• Extracted information:
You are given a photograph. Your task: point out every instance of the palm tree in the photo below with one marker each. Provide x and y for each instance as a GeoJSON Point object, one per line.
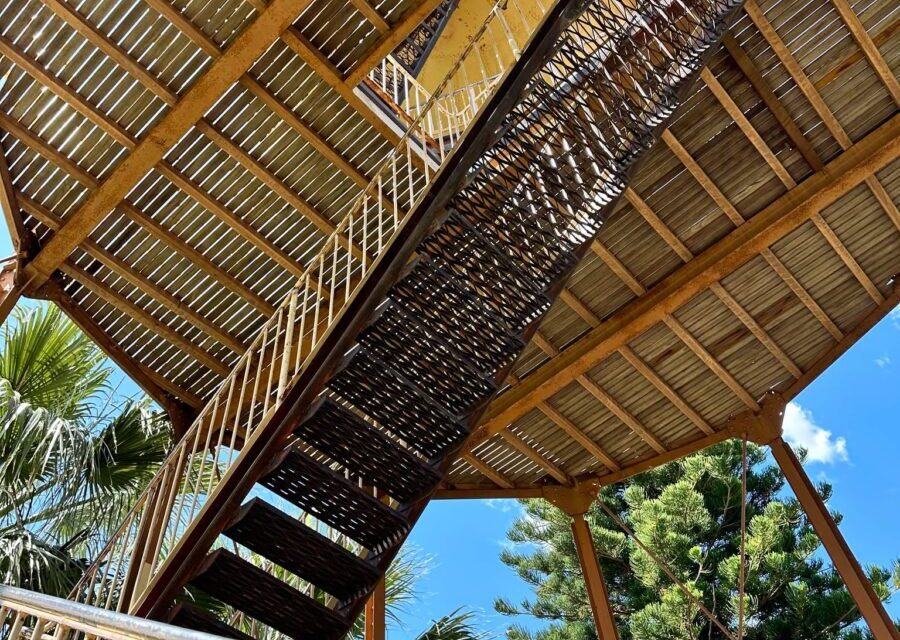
{"type": "Point", "coordinates": [73, 457]}
{"type": "Point", "coordinates": [401, 593]}
{"type": "Point", "coordinates": [73, 460]}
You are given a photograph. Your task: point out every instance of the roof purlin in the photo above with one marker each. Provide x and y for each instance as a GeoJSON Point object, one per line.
{"type": "Point", "coordinates": [863, 159]}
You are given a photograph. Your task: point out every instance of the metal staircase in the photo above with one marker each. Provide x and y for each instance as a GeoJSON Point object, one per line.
{"type": "Point", "coordinates": [293, 490]}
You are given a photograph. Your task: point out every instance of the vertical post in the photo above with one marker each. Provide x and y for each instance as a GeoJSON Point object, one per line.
{"type": "Point", "coordinates": [9, 291]}
{"type": "Point", "coordinates": [593, 577]}
{"type": "Point", "coordinates": [870, 606]}
{"type": "Point", "coordinates": [375, 610]}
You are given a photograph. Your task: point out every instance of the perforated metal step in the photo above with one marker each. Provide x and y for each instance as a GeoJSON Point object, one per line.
{"type": "Point", "coordinates": [457, 316]}
{"type": "Point", "coordinates": [370, 455]}
{"type": "Point", "coordinates": [301, 550]}
{"type": "Point", "coordinates": [401, 340]}
{"type": "Point", "coordinates": [406, 411]}
{"type": "Point", "coordinates": [336, 501]}
{"type": "Point", "coordinates": [190, 617]}
{"type": "Point", "coordinates": [246, 587]}
{"type": "Point", "coordinates": [474, 261]}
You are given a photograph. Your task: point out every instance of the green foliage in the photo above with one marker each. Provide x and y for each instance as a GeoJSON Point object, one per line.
{"type": "Point", "coordinates": [402, 594]}
{"type": "Point", "coordinates": [72, 459]}
{"type": "Point", "coordinates": [688, 514]}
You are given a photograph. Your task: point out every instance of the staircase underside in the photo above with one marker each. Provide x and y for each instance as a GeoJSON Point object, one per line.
{"type": "Point", "coordinates": [672, 322]}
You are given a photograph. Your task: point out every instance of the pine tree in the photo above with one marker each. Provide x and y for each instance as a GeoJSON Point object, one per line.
{"type": "Point", "coordinates": [688, 514]}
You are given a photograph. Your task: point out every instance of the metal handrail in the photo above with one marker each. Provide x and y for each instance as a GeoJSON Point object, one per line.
{"type": "Point", "coordinates": [28, 615]}
{"type": "Point", "coordinates": [186, 488]}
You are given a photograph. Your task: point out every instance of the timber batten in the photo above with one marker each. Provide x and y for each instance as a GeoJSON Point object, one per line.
{"type": "Point", "coordinates": [756, 242]}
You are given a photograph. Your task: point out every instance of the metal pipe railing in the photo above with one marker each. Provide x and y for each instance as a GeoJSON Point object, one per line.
{"type": "Point", "coordinates": [238, 414]}
{"type": "Point", "coordinates": [27, 615]}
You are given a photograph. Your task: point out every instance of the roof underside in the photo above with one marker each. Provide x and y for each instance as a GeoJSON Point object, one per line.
{"type": "Point", "coordinates": [181, 275]}
{"type": "Point", "coordinates": [709, 286]}
{"type": "Point", "coordinates": [654, 345]}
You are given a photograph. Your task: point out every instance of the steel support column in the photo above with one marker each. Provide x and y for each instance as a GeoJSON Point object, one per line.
{"type": "Point", "coordinates": [375, 613]}
{"type": "Point", "coordinates": [848, 566]}
{"type": "Point", "coordinates": [593, 578]}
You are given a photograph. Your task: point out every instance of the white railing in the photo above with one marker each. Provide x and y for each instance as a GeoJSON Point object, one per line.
{"type": "Point", "coordinates": [26, 615]}
{"type": "Point", "coordinates": [238, 414]}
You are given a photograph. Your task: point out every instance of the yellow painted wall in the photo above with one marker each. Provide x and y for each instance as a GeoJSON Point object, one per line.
{"type": "Point", "coordinates": [494, 45]}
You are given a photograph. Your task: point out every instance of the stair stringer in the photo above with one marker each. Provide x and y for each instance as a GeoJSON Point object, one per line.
{"type": "Point", "coordinates": [522, 135]}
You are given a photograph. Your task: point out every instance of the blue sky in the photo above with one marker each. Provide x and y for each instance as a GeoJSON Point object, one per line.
{"type": "Point", "coordinates": [849, 419]}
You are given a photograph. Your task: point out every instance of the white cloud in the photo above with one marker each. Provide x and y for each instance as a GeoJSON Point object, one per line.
{"type": "Point", "coordinates": [801, 431]}
{"type": "Point", "coordinates": [895, 317]}
{"type": "Point", "coordinates": [500, 504]}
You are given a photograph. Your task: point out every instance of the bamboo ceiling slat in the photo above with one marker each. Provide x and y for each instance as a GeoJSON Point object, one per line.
{"type": "Point", "coordinates": [769, 323]}
{"type": "Point", "coordinates": [88, 82]}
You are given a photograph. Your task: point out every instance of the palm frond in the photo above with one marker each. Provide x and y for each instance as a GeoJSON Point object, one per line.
{"type": "Point", "coordinates": [51, 364]}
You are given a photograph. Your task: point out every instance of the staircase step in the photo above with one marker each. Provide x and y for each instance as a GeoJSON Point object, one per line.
{"type": "Point", "coordinates": [405, 344]}
{"type": "Point", "coordinates": [402, 409]}
{"type": "Point", "coordinates": [336, 501]}
{"type": "Point", "coordinates": [526, 223]}
{"type": "Point", "coordinates": [369, 455]}
{"type": "Point", "coordinates": [473, 259]}
{"type": "Point", "coordinates": [189, 617]}
{"type": "Point", "coordinates": [231, 579]}
{"type": "Point", "coordinates": [301, 550]}
{"type": "Point", "coordinates": [457, 316]}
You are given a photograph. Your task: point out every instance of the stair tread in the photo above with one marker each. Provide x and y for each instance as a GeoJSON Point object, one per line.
{"type": "Point", "coordinates": [476, 263]}
{"type": "Point", "coordinates": [400, 339]}
{"type": "Point", "coordinates": [301, 550]}
{"type": "Point", "coordinates": [404, 410]}
{"type": "Point", "coordinates": [336, 501]}
{"type": "Point", "coordinates": [189, 617]}
{"type": "Point", "coordinates": [370, 455]}
{"type": "Point", "coordinates": [454, 313]}
{"type": "Point", "coordinates": [246, 587]}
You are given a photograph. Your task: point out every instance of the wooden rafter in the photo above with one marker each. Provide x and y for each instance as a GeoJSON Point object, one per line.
{"type": "Point", "coordinates": [755, 77]}
{"type": "Point", "coordinates": [133, 213]}
{"type": "Point", "coordinates": [579, 436]}
{"type": "Point", "coordinates": [702, 178]}
{"type": "Point", "coordinates": [611, 404]}
{"type": "Point", "coordinates": [221, 74]}
{"type": "Point", "coordinates": [529, 452]}
{"type": "Point", "coordinates": [179, 179]}
{"type": "Point", "coordinates": [785, 214]}
{"type": "Point", "coordinates": [869, 49]}
{"type": "Point", "coordinates": [128, 273]}
{"type": "Point", "coordinates": [709, 360]}
{"type": "Point", "coordinates": [486, 470]}
{"type": "Point", "coordinates": [10, 206]}
{"type": "Point", "coordinates": [665, 389]}
{"type": "Point", "coordinates": [113, 298]}
{"type": "Point", "coordinates": [156, 386]}
{"type": "Point", "coordinates": [734, 427]}
{"type": "Point", "coordinates": [756, 329]}
{"type": "Point", "coordinates": [733, 110]}
{"type": "Point", "coordinates": [812, 95]}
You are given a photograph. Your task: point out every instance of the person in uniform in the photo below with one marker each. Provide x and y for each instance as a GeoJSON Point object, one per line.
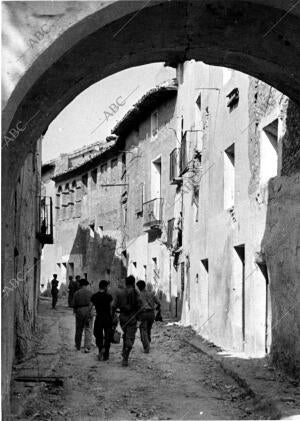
{"type": "Point", "coordinates": [54, 290]}
{"type": "Point", "coordinates": [129, 303]}
{"type": "Point", "coordinates": [147, 314]}
{"type": "Point", "coordinates": [72, 289]}
{"type": "Point", "coordinates": [83, 315]}
{"type": "Point", "coordinates": [103, 323]}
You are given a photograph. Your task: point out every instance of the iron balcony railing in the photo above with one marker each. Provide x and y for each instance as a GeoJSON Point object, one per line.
{"type": "Point", "coordinates": [45, 220]}
{"type": "Point", "coordinates": [152, 211]}
{"type": "Point", "coordinates": [183, 156]}
{"type": "Point", "coordinates": [174, 166]}
{"type": "Point", "coordinates": [170, 232]}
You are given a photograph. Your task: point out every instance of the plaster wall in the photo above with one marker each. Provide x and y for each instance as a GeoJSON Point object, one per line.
{"type": "Point", "coordinates": [87, 234]}
{"type": "Point", "coordinates": [20, 292]}
{"type": "Point", "coordinates": [143, 247]}
{"type": "Point", "coordinates": [213, 302]}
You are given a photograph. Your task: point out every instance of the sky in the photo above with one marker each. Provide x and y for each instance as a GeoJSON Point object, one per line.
{"type": "Point", "coordinates": [91, 115]}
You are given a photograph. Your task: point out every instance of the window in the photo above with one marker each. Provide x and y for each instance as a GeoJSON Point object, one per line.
{"type": "Point", "coordinates": [269, 151]}
{"type": "Point", "coordinates": [198, 117]}
{"type": "Point", "coordinates": [229, 177]}
{"type": "Point", "coordinates": [114, 170]}
{"type": "Point", "coordinates": [114, 163]}
{"type": "Point", "coordinates": [94, 177]}
{"type": "Point", "coordinates": [205, 264]}
{"type": "Point", "coordinates": [103, 168]}
{"type": "Point", "coordinates": [139, 198]}
{"type": "Point", "coordinates": [180, 73]}
{"type": "Point", "coordinates": [156, 178]}
{"type": "Point", "coordinates": [92, 230]}
{"type": "Point", "coordinates": [100, 231]}
{"type": "Point", "coordinates": [170, 232]}
{"type": "Point", "coordinates": [65, 202]}
{"type": "Point", "coordinates": [58, 203]}
{"type": "Point", "coordinates": [84, 180]}
{"type": "Point", "coordinates": [233, 99]}
{"type": "Point", "coordinates": [155, 273]}
{"type": "Point", "coordinates": [154, 125]}
{"type": "Point", "coordinates": [123, 167]}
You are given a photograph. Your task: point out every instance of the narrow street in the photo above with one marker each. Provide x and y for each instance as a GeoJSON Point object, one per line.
{"type": "Point", "coordinates": [174, 381]}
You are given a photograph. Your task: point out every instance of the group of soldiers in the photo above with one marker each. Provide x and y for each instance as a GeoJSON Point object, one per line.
{"type": "Point", "coordinates": [131, 306]}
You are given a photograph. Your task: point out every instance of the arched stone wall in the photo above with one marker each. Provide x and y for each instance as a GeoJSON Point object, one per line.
{"type": "Point", "coordinates": [55, 50]}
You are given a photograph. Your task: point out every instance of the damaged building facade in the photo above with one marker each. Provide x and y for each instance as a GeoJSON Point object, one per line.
{"type": "Point", "coordinates": [32, 227]}
{"type": "Point", "coordinates": [197, 201]}
{"type": "Point", "coordinates": [181, 199]}
{"type": "Point", "coordinates": [87, 212]}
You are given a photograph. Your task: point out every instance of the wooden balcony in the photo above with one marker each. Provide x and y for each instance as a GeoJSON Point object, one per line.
{"type": "Point", "coordinates": [45, 230]}
{"type": "Point", "coordinates": [152, 211]}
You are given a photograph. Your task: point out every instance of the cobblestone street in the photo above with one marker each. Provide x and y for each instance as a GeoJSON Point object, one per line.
{"type": "Point", "coordinates": [174, 381]}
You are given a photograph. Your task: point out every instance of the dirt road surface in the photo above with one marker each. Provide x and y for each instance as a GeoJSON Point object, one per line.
{"type": "Point", "coordinates": [174, 381]}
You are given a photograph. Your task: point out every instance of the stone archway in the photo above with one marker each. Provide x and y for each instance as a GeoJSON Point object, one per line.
{"type": "Point", "coordinates": [100, 39]}
{"type": "Point", "coordinates": [121, 34]}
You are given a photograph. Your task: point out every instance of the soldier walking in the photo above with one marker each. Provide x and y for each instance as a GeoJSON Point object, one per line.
{"type": "Point", "coordinates": [103, 323]}
{"type": "Point", "coordinates": [54, 290]}
{"type": "Point", "coordinates": [83, 315]}
{"type": "Point", "coordinates": [72, 289]}
{"type": "Point", "coordinates": [147, 314]}
{"type": "Point", "coordinates": [129, 303]}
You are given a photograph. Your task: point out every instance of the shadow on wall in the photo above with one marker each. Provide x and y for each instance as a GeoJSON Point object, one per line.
{"type": "Point", "coordinates": [281, 249]}
{"type": "Point", "coordinates": [99, 257]}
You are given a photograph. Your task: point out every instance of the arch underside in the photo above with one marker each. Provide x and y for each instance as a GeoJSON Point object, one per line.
{"type": "Point", "coordinates": [225, 33]}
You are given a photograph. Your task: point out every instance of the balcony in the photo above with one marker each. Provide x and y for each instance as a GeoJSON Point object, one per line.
{"type": "Point", "coordinates": [183, 156]}
{"type": "Point", "coordinates": [45, 220]}
{"type": "Point", "coordinates": [174, 167]}
{"type": "Point", "coordinates": [152, 211]}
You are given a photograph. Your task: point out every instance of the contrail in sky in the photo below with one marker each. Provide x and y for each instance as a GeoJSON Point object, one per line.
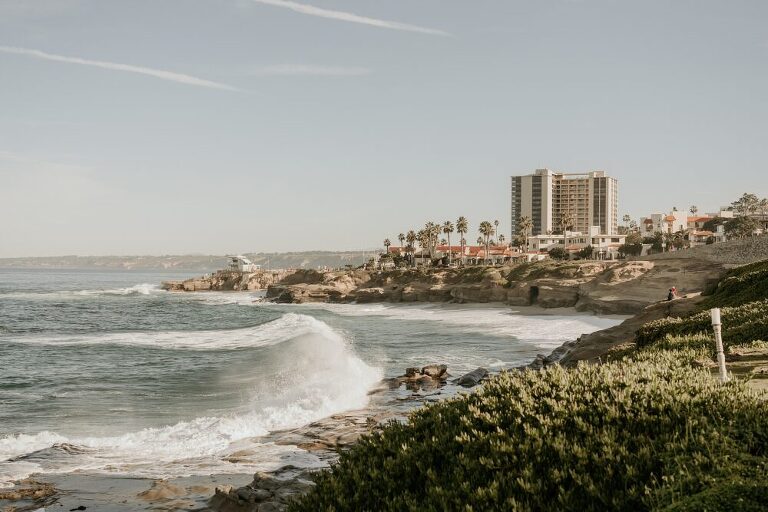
{"type": "Point", "coordinates": [157, 73]}
{"type": "Point", "coordinates": [353, 18]}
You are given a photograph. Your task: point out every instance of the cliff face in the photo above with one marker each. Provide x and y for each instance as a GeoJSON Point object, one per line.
{"type": "Point", "coordinates": [229, 281]}
{"type": "Point", "coordinates": [596, 286]}
{"type": "Point", "coordinates": [600, 287]}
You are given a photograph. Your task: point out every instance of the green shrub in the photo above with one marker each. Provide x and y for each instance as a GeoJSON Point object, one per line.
{"type": "Point", "coordinates": [740, 285]}
{"type": "Point", "coordinates": [558, 253]}
{"type": "Point", "coordinates": [741, 324]}
{"type": "Point", "coordinates": [641, 434]}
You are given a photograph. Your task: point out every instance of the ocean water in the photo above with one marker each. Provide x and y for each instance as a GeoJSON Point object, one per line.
{"type": "Point", "coordinates": [103, 372]}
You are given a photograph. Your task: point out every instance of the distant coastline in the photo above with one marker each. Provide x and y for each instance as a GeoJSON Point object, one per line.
{"type": "Point", "coordinates": [190, 262]}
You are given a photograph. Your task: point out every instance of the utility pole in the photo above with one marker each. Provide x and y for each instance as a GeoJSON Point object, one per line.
{"type": "Point", "coordinates": [716, 324]}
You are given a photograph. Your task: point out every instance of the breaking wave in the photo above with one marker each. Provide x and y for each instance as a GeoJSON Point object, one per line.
{"type": "Point", "coordinates": [307, 372]}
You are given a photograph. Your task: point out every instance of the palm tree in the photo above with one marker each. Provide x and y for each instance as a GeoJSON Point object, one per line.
{"type": "Point", "coordinates": [524, 225]}
{"type": "Point", "coordinates": [486, 229]}
{"type": "Point", "coordinates": [762, 205]}
{"type": "Point", "coordinates": [448, 228]}
{"type": "Point", "coordinates": [411, 239]}
{"type": "Point", "coordinates": [566, 221]}
{"type": "Point", "coordinates": [425, 240]}
{"type": "Point", "coordinates": [462, 226]}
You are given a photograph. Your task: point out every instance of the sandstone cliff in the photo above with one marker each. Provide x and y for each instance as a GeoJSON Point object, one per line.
{"type": "Point", "coordinates": [599, 287]}
{"type": "Point", "coordinates": [229, 281]}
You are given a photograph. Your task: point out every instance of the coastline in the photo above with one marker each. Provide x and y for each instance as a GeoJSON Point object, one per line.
{"type": "Point", "coordinates": [333, 433]}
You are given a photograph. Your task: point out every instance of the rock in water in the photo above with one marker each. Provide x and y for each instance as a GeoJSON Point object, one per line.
{"type": "Point", "coordinates": [411, 372]}
{"type": "Point", "coordinates": [472, 378]}
{"type": "Point", "coordinates": [436, 371]}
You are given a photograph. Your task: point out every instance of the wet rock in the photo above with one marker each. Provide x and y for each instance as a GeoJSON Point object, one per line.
{"type": "Point", "coordinates": [267, 492]}
{"type": "Point", "coordinates": [435, 371]}
{"type": "Point", "coordinates": [541, 361]}
{"type": "Point", "coordinates": [472, 378]}
{"type": "Point", "coordinates": [162, 490]}
{"type": "Point", "coordinates": [412, 372]}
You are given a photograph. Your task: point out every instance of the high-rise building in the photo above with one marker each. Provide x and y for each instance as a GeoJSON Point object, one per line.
{"type": "Point", "coordinates": [546, 197]}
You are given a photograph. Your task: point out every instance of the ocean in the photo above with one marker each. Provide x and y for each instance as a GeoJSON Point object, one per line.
{"type": "Point", "coordinates": [102, 372]}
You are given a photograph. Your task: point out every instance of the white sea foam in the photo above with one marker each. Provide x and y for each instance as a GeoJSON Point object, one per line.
{"type": "Point", "coordinates": [319, 375]}
{"type": "Point", "coordinates": [137, 289]}
{"type": "Point", "coordinates": [546, 331]}
{"type": "Point", "coordinates": [277, 331]}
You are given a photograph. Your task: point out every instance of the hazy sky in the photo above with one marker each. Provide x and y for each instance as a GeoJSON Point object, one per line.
{"type": "Point", "coordinates": [213, 126]}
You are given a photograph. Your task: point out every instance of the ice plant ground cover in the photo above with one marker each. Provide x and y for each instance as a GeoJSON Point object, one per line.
{"type": "Point", "coordinates": [652, 430]}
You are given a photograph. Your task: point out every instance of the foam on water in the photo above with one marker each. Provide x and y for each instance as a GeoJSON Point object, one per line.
{"type": "Point", "coordinates": [137, 289]}
{"type": "Point", "coordinates": [545, 330]}
{"type": "Point", "coordinates": [318, 375]}
{"type": "Point", "coordinates": [286, 327]}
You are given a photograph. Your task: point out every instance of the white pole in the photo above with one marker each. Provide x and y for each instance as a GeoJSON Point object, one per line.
{"type": "Point", "coordinates": [715, 312]}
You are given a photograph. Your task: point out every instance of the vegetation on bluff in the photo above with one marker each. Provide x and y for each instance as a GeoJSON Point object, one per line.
{"type": "Point", "coordinates": [742, 294]}
{"type": "Point", "coordinates": [640, 434]}
{"type": "Point", "coordinates": [652, 430]}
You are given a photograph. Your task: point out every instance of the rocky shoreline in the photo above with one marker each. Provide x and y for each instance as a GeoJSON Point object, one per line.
{"type": "Point", "coordinates": [265, 491]}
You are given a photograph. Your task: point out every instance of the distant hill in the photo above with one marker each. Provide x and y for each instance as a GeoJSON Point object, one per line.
{"type": "Point", "coordinates": [192, 262]}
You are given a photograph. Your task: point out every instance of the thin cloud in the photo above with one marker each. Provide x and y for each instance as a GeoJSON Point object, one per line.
{"type": "Point", "coordinates": [352, 18]}
{"type": "Point", "coordinates": [157, 73]}
{"type": "Point", "coordinates": [309, 70]}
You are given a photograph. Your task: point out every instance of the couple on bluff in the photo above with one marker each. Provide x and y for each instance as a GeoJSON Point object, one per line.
{"type": "Point", "coordinates": [672, 293]}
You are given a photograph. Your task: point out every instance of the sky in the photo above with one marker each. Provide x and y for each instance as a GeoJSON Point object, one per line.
{"type": "Point", "coordinates": [202, 126]}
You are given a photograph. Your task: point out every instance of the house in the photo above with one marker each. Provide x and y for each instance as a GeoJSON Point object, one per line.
{"type": "Point", "coordinates": [603, 246]}
{"type": "Point", "coordinates": [697, 223]}
{"type": "Point", "coordinates": [242, 265]}
{"type": "Point", "coordinates": [671, 222]}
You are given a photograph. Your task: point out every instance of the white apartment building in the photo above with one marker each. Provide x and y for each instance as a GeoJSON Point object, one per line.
{"type": "Point", "coordinates": [605, 246]}
{"type": "Point", "coordinates": [671, 222]}
{"type": "Point", "coordinates": [545, 196]}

• Description of the task: In the listing above, find the line containing "of the thin", then reproduce it and each line after it through the end, exactly and with nothing added.

• Answer to this exercise:
You are given a photograph. Your task: point out every instance of the thin cloud in the photo above with one marker each. Provide x and y for each instance as a GeoJSON Point object, one per line.
{"type": "Point", "coordinates": [352, 18]}
{"type": "Point", "coordinates": [157, 73]}
{"type": "Point", "coordinates": [309, 70]}
You are given a photograph. Your task: point out every instance of the couple on bluff in the photo above with one marker each. Provide x and y for each instance as a GeoJSON Point object, one per line.
{"type": "Point", "coordinates": [672, 293]}
You are given a photograph. Your task: point out every instance of the sky in the photo above with one marker each. Provide x and y for each instance as a GeoJSON Point object, one per line.
{"type": "Point", "coordinates": [202, 126]}
You are given a photograph. Your task: point out every instance of the house in the photo above with one marker each. Provide x and y for each instance as a GeoJSON Point object, one per line.
{"type": "Point", "coordinates": [603, 246]}
{"type": "Point", "coordinates": [697, 223]}
{"type": "Point", "coordinates": [242, 265]}
{"type": "Point", "coordinates": [671, 222]}
You are given a photograph. Your task: point out every instance of the white apartment building in the photo above with one marker each. Provide x and y for each instance as a GeoJSON Point object, one per line.
{"type": "Point", "coordinates": [605, 246]}
{"type": "Point", "coordinates": [671, 222]}
{"type": "Point", "coordinates": [545, 196]}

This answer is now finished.